→ Stated exercise: Swap "dark hair" for "black hair" in the stretch of the listing that runs from its start through the line containing "[309,138,521,381]", and reproduce that stretch with nothing else altered.

(Annotated coordinate records)

* * * * * * * * *

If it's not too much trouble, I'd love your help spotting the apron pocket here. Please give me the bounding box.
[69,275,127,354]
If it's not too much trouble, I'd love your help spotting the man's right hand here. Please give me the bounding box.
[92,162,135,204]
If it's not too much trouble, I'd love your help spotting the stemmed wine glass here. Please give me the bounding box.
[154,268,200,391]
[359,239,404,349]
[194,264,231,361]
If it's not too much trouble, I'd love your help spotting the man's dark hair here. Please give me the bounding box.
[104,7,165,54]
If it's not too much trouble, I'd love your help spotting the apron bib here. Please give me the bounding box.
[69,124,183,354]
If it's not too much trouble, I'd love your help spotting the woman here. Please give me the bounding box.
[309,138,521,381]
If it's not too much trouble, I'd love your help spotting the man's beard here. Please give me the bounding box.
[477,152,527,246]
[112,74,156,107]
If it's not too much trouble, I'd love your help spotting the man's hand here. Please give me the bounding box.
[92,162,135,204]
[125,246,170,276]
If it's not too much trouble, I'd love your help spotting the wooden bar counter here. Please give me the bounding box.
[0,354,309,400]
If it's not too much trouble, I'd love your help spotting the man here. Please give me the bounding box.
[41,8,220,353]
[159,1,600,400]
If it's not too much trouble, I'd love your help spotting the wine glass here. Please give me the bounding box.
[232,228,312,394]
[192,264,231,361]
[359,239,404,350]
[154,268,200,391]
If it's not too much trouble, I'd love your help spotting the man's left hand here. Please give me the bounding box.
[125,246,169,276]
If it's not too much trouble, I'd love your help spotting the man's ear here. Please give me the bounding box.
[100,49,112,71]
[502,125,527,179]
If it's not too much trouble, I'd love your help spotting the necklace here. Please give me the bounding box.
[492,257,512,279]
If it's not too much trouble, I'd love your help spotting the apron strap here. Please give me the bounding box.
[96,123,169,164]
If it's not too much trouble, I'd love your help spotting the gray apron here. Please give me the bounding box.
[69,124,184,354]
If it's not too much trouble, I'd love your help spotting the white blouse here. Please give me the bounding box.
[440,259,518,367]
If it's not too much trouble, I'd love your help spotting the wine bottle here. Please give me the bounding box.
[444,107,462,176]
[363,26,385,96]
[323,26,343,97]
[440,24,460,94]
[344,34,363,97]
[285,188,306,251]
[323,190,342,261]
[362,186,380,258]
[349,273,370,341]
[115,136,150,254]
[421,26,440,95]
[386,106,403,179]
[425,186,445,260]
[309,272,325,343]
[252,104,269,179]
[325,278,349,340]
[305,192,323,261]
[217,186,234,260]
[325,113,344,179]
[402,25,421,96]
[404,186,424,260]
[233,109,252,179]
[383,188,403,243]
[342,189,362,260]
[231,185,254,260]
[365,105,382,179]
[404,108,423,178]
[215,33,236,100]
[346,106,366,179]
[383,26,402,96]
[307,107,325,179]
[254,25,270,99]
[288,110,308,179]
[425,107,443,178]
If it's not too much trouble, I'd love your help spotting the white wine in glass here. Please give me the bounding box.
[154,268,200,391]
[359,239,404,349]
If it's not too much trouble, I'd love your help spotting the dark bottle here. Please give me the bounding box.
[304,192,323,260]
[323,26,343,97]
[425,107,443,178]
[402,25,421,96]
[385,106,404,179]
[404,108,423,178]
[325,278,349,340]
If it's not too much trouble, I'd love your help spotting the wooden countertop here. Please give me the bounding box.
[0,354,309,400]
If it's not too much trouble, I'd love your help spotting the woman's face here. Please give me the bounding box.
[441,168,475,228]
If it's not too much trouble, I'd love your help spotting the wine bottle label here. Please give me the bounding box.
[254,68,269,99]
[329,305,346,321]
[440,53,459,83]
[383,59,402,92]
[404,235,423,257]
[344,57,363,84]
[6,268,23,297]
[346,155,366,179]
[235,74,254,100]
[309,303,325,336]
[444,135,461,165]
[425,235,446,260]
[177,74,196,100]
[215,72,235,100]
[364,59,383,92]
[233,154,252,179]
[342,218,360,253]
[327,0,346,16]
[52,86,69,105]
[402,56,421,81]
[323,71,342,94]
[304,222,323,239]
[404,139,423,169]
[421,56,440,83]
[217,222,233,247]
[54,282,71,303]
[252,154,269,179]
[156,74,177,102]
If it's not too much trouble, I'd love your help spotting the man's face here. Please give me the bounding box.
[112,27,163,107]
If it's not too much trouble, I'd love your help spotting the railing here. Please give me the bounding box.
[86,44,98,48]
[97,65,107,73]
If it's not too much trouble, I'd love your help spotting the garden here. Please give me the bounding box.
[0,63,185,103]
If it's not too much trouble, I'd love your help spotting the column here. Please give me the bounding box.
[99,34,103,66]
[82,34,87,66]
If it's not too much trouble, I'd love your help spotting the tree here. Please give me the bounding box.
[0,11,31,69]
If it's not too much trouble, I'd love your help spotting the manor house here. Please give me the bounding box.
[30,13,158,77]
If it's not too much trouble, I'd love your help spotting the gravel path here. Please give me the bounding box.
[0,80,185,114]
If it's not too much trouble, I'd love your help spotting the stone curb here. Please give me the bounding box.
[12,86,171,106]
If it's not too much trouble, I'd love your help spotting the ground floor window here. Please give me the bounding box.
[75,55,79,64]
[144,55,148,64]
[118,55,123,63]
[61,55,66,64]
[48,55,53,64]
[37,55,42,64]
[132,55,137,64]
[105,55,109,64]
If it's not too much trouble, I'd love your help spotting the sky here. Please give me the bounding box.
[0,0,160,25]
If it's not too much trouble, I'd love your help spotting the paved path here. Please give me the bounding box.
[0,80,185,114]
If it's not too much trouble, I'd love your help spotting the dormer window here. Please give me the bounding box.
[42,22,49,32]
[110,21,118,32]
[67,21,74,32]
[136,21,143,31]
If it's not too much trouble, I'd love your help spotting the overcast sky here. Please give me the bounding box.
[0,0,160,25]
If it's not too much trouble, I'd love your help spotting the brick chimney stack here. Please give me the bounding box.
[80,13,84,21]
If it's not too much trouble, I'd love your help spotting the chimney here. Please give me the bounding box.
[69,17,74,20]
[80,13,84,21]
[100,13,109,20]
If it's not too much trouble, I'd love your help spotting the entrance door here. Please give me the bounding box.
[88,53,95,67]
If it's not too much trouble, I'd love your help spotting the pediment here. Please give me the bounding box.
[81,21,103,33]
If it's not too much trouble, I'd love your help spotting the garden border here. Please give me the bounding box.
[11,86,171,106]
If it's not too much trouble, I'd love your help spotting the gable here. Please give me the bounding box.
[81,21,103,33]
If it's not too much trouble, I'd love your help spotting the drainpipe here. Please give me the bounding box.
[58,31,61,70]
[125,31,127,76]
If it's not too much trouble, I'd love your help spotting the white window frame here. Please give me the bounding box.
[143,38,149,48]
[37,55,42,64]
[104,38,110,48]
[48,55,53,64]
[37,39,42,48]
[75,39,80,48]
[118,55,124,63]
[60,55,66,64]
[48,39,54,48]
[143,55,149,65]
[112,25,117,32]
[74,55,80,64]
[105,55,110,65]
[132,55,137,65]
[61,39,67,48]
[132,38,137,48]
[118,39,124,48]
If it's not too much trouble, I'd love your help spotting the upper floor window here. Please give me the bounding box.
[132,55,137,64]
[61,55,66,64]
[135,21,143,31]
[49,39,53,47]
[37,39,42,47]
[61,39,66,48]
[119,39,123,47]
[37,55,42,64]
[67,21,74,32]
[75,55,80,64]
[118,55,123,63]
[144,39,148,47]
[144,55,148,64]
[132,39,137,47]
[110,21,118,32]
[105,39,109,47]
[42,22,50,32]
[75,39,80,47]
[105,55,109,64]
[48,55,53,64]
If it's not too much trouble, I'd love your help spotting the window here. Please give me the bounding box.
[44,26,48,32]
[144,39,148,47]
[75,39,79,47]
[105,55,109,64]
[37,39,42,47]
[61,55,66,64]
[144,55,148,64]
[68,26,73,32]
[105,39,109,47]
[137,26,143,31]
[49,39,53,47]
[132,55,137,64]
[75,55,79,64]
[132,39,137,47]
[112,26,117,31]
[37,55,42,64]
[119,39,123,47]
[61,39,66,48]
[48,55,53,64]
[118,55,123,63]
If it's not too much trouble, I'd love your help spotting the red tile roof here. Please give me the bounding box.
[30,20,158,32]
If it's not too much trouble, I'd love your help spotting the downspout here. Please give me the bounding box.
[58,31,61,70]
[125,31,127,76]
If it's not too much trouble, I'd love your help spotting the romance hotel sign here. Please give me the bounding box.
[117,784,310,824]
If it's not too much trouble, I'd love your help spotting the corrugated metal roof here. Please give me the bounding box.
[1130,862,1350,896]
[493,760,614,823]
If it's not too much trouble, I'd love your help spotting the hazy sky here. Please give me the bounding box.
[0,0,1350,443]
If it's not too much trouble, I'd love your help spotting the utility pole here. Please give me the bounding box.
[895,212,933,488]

* * * * * * * * *

→ Solution:
If it's not too much trouble, I'd love your help spotting the apron pocket here. Please give me the bounding box.
[69,275,127,354]
If it's not too much trouble, I'd love your help spotting the man's right hand here. Please give me the bounding box.
[92,162,135,204]
If it's not too much trouble, I'd love your help spotting the stemmed wine glass here. Please give me the bounding box.
[154,268,200,391]
[359,239,404,349]
[194,264,231,361]
If it's not too much trouble, I'd love your help spotting the man's black hair here. Please give me the bounding box.
[104,7,165,54]
If it's not too much trouble, I'd love your help spotting the apron bib here. Please give me the bounding box.
[69,124,183,354]
If it's not too much trouble, I'd love your help spotting the woman here. Please give me the bounding box.
[309,138,521,381]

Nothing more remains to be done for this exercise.